Work to be completed
Rewrite the stretch from the line containing "An instance of the building window" through the line containing "[[[321,108],[314,108],[314,110],[316,111],[317,116],[322,115]]]", both included, keeping every line. Multiply each vertex coordinate in the polygon outlines by 0.35 and round to whole numbers, halves up, leaving the request lines and the format they describe unchanged.
━━━━━ Dataset entries
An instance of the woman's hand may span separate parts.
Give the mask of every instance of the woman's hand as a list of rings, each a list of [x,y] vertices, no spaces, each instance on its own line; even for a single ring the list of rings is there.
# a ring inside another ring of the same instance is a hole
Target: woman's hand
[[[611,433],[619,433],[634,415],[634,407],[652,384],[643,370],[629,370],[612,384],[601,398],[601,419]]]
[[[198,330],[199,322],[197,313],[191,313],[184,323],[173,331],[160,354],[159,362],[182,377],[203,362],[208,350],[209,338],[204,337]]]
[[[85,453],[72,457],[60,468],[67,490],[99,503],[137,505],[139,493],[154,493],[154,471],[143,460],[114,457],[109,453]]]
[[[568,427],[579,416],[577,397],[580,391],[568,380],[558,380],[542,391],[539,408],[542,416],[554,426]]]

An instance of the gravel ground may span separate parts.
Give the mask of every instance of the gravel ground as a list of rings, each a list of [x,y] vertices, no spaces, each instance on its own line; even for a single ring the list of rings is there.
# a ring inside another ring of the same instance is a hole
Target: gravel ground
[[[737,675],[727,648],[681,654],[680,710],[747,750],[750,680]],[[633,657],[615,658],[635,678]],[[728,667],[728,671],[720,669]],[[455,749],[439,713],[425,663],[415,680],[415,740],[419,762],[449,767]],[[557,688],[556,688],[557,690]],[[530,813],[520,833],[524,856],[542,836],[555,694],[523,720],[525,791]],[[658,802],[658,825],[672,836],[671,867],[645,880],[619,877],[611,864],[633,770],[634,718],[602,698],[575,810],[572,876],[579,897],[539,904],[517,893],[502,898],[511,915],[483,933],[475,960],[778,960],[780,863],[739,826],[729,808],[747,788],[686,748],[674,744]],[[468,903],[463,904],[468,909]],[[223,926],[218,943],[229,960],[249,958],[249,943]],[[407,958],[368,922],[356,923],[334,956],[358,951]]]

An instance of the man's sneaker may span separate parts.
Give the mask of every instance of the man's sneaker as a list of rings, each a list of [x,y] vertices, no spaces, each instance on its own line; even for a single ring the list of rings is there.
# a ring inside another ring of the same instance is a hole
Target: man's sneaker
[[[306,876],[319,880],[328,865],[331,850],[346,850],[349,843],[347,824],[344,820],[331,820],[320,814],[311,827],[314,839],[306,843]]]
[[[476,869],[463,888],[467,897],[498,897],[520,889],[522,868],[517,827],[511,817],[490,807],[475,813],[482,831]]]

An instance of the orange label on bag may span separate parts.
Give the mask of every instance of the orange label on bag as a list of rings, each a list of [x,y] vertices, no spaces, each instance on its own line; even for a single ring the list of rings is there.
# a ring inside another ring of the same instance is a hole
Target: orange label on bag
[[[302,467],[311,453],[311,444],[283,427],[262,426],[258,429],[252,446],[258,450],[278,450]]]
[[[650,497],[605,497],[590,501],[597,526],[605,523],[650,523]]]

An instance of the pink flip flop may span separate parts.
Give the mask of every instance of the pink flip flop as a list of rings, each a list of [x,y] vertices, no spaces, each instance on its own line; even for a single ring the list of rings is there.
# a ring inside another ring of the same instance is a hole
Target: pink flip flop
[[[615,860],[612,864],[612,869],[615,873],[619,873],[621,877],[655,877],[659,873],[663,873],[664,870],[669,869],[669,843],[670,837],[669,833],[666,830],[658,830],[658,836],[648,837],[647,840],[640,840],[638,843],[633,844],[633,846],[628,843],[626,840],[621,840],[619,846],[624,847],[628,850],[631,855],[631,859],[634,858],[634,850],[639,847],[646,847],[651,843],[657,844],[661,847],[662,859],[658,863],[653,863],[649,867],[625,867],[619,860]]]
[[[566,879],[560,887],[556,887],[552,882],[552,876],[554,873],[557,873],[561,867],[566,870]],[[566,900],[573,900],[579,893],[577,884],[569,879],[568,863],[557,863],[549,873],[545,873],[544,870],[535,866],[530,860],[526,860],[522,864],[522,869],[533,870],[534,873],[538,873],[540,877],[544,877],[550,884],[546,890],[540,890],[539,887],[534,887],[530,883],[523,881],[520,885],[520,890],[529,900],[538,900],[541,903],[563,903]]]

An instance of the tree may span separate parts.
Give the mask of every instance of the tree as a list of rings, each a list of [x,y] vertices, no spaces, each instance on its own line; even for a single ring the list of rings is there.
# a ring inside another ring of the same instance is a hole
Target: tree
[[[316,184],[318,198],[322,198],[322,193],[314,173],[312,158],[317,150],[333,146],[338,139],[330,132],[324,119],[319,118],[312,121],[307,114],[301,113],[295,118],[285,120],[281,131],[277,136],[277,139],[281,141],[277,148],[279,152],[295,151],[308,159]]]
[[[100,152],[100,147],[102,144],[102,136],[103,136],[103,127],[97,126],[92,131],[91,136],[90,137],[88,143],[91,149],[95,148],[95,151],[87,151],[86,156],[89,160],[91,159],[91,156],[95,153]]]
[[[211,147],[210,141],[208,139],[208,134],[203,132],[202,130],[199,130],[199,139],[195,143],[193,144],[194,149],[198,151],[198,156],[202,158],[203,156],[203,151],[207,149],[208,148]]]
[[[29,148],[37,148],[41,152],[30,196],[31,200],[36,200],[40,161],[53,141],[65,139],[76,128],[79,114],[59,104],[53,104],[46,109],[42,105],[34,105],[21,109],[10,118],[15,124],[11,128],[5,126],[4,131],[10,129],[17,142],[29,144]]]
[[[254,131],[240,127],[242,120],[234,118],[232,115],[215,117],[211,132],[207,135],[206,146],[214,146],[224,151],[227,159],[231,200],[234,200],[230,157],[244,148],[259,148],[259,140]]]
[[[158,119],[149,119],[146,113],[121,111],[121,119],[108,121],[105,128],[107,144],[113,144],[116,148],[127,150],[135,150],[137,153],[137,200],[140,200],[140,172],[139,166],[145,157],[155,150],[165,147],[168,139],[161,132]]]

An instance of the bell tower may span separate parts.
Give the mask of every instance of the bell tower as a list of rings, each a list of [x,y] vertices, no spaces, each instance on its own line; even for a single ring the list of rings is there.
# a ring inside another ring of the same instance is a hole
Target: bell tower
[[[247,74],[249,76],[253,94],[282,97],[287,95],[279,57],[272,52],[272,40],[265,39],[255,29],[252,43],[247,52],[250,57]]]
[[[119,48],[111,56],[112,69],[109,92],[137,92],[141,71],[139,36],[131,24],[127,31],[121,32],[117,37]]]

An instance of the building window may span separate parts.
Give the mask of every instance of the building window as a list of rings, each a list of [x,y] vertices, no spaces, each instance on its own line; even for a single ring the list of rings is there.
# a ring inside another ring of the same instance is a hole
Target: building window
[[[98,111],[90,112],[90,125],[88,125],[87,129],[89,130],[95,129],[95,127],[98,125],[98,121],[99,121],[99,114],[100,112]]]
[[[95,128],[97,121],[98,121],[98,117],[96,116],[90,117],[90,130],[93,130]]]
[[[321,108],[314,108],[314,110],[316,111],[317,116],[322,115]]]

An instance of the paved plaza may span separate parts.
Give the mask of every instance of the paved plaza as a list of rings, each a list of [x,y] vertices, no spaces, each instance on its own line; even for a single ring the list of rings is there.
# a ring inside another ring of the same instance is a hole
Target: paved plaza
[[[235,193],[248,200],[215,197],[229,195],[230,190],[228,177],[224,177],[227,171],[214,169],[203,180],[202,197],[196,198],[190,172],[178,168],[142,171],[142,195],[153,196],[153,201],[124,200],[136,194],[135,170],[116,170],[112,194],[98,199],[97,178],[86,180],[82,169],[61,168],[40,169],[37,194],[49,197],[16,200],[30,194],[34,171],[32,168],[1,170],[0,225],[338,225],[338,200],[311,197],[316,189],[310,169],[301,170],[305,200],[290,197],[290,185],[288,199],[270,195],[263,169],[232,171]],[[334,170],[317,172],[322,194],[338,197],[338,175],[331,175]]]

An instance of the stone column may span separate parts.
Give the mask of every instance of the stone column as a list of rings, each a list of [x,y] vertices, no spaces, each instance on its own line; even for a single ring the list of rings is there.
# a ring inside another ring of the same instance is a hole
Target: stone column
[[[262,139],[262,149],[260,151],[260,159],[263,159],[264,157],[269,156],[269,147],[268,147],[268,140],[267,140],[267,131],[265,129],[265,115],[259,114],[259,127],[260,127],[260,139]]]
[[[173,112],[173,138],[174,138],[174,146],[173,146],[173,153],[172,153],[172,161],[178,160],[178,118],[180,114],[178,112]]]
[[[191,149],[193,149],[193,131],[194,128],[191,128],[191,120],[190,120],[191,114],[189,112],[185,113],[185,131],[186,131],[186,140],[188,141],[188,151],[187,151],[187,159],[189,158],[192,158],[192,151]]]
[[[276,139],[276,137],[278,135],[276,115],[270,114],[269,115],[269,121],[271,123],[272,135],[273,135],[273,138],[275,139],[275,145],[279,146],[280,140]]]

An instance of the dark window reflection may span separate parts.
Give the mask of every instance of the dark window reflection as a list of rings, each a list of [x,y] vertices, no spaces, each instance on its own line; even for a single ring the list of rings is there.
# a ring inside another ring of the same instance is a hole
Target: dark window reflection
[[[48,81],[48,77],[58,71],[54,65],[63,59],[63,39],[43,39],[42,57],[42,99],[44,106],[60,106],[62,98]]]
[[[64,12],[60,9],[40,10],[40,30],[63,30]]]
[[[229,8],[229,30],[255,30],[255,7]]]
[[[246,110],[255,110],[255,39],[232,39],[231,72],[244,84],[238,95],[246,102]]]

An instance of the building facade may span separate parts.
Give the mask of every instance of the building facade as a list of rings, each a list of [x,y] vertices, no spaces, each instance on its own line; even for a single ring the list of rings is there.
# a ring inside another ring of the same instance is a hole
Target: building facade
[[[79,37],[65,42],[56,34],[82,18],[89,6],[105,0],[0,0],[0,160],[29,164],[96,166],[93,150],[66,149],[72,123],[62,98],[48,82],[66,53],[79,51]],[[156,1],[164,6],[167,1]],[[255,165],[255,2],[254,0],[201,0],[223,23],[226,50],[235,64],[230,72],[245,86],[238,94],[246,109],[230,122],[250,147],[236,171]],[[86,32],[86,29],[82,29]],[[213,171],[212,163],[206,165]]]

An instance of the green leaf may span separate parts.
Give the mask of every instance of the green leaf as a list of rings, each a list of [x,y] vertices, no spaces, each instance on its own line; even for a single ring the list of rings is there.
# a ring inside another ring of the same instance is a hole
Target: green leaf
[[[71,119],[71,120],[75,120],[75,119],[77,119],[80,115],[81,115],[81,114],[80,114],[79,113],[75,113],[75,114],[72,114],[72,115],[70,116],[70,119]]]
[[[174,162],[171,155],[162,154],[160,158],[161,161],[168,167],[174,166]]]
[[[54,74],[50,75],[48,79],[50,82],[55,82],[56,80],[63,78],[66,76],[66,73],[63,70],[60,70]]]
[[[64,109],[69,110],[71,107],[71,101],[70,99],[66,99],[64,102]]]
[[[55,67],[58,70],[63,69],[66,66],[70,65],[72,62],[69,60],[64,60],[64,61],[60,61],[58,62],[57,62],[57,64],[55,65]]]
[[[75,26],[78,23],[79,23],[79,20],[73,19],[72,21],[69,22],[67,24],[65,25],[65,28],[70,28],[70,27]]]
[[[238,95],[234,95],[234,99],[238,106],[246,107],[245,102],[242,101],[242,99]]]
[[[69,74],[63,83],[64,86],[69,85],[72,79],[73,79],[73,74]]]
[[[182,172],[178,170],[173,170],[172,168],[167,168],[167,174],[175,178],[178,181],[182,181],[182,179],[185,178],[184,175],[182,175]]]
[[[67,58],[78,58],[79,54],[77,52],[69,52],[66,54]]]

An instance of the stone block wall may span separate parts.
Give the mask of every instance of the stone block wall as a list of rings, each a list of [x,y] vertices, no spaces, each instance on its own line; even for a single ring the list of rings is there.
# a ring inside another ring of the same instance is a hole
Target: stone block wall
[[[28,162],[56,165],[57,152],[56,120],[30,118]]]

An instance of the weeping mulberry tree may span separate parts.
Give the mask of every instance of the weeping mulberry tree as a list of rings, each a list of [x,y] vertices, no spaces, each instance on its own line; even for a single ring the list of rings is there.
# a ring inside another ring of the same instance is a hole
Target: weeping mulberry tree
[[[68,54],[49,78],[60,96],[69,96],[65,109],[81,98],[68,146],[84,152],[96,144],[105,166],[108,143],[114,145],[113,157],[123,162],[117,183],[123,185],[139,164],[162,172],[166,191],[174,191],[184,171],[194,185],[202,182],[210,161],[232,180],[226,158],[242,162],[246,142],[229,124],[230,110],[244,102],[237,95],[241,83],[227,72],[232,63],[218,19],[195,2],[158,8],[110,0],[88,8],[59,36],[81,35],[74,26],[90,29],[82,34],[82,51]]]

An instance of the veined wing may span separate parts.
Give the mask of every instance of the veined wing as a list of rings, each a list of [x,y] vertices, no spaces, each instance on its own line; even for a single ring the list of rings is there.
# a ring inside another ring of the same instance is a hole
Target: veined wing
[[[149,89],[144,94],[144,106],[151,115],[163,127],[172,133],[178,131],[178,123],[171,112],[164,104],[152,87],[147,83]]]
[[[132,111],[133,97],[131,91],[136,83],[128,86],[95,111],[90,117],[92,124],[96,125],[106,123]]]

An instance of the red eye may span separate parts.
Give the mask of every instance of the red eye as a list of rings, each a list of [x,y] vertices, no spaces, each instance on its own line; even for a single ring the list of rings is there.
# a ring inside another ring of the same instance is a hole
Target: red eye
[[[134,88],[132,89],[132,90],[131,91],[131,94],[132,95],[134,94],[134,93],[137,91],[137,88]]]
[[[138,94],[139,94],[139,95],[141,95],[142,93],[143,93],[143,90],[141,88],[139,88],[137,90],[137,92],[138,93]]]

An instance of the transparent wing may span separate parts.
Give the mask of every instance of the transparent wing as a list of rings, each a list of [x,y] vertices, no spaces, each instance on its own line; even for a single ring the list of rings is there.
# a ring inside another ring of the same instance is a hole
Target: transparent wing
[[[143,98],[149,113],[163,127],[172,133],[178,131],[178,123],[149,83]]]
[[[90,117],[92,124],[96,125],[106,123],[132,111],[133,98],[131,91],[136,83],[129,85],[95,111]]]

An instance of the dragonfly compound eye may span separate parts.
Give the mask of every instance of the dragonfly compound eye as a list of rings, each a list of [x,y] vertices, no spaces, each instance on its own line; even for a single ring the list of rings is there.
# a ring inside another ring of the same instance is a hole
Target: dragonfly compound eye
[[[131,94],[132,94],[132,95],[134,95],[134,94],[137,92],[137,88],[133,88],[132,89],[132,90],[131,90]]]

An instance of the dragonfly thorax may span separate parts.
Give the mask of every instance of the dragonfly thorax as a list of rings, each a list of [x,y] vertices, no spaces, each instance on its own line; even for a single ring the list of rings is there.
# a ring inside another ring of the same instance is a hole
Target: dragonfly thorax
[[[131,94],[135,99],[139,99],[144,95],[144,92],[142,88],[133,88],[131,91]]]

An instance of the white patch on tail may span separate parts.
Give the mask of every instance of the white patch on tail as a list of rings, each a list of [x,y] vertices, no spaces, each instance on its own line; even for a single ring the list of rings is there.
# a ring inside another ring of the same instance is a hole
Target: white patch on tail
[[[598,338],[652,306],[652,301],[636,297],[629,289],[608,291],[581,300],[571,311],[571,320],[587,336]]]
━━━━━━━━━━
Correct answer
An instance of the building window may span separate parts.
Give the mask of every instance of the building window as a list of rings, each a list of [x,y] vertices, no spaces, each instance on its own line; even for a single ring the list of rings is there.
# a ring inside another ring of the same instance is a hole
Target: building window
[[[34,39],[32,39],[32,44],[31,44],[30,45],[31,46],[33,45],[33,44],[34,44],[34,42],[35,42],[35,40],[35,39]]]
[[[33,45],[34,42],[34,42],[34,41],[34,41],[32,41],[32,46],[33,46]]]
[[[112,38],[110,38],[110,39],[111,39],[111,41],[113,40]]]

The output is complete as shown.